■ **Exercise goal**:
Render everything from the line containing "white car in" down to the line containing "(740, 1251)" as a two-column CSV with the columns request and points. Give one row per entry, put each field in quotes, and replace any line breaks with spaces.

(Position identification entries)
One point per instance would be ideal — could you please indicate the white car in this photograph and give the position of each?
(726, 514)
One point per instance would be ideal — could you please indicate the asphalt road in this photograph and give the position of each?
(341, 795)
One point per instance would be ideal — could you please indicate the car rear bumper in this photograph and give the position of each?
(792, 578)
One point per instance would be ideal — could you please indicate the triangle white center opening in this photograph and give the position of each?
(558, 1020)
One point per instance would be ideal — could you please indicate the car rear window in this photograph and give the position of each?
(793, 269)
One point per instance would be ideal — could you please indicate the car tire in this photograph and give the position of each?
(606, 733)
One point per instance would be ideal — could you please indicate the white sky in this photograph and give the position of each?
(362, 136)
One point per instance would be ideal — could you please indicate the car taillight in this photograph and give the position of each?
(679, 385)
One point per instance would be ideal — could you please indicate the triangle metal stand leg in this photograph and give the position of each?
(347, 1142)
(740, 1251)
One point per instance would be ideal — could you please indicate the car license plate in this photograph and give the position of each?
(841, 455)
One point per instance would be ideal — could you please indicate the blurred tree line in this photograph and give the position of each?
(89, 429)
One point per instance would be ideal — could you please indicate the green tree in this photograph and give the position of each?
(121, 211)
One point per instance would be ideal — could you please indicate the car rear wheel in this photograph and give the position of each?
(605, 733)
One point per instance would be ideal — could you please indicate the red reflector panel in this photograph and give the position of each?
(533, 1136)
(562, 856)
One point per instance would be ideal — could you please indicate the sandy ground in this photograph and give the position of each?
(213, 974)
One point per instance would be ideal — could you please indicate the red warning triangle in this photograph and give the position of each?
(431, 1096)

==

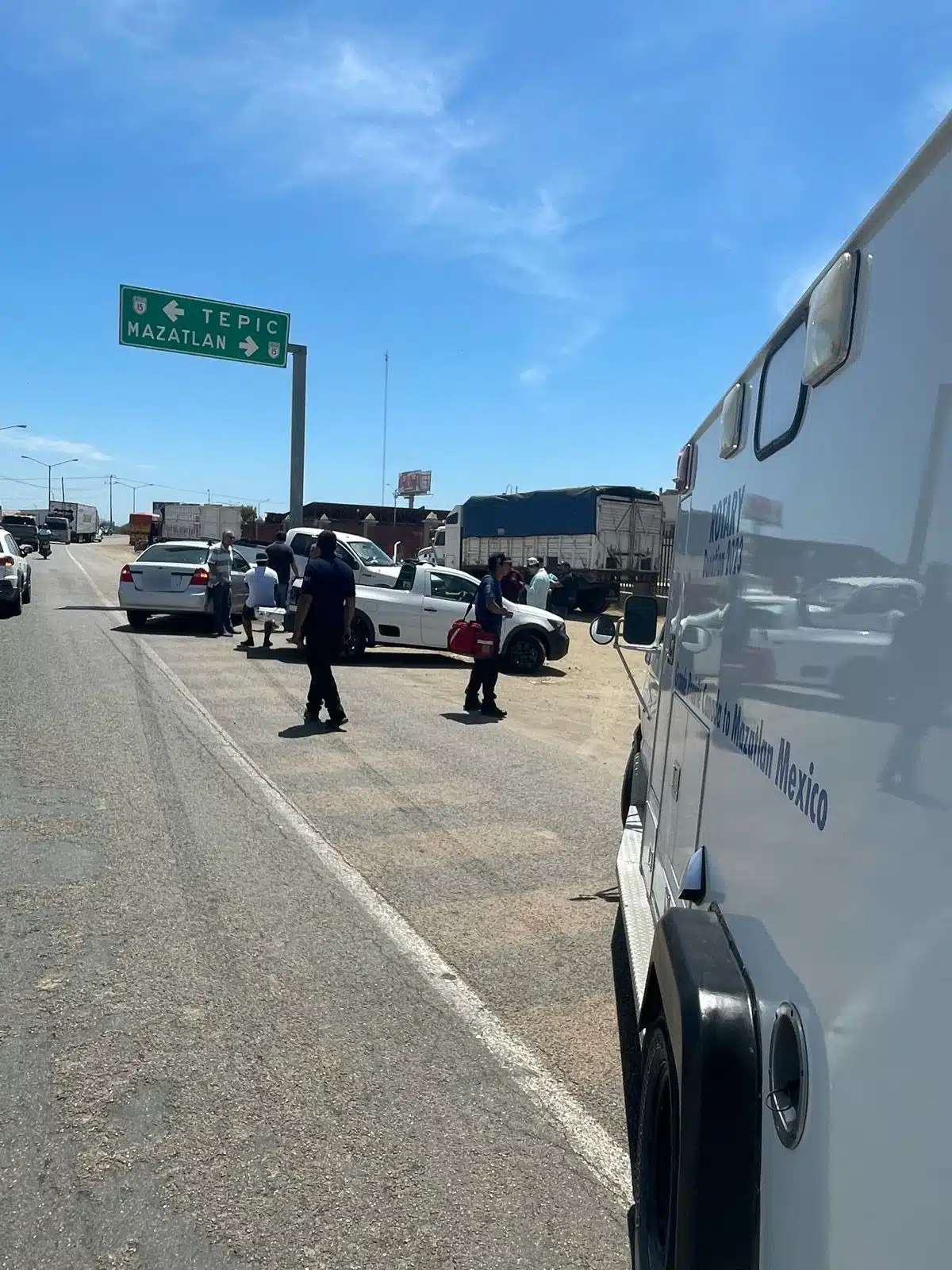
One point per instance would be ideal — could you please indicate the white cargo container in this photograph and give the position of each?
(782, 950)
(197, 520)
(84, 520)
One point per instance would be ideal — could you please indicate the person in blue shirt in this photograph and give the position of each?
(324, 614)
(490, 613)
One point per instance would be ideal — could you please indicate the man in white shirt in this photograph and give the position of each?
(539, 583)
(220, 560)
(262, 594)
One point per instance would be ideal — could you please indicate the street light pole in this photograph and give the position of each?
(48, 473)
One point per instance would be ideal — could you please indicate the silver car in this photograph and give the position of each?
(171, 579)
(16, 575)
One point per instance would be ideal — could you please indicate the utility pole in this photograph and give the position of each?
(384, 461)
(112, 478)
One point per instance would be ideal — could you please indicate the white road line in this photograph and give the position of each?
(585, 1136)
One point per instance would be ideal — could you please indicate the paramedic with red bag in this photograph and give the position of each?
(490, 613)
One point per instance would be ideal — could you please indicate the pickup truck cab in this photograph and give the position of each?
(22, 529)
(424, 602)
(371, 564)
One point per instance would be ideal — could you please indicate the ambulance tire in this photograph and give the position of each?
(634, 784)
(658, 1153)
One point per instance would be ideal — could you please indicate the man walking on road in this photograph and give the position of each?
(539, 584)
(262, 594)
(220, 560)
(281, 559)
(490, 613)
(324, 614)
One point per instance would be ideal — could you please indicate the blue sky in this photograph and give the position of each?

■ **Result of this exercise**:
request,points
"One point per instance would be ideal — could you please indicate the white car in this photograph and give the position of each?","(726, 514)"
"One point per instance would be ideal — could you please indicate the asphalt road in this photograph and give the position of each?","(341, 795)"
"One point per instance would be ideal — could you please indicate the car rear bumper in this photograph and give the position of each?","(792, 578)"
"One point per instance would be ideal — could you please indicate the triangle white center opening in this photograph and give the position of each?","(558, 1020)"
"One point per instance would be ideal — could you please indicate the car rear window in this photograph and give the position of each?","(793, 269)"
"One point per instance would be ideal — could you please indicate the car tire in this photograph and give the position of each?","(606, 733)"
"One point per instance would be ideal — could you please indicate the white sky in this photograph and give the position of each?","(362, 136)"
"One point per instance would be ideal — could you please indicate the car taillight in this photograph and give the position of each?","(679, 385)"
"One point per instance would be ideal — could you please indicate the triangle metal stand leg in this photograph and give the position of each?","(347, 1142) (740, 1251)"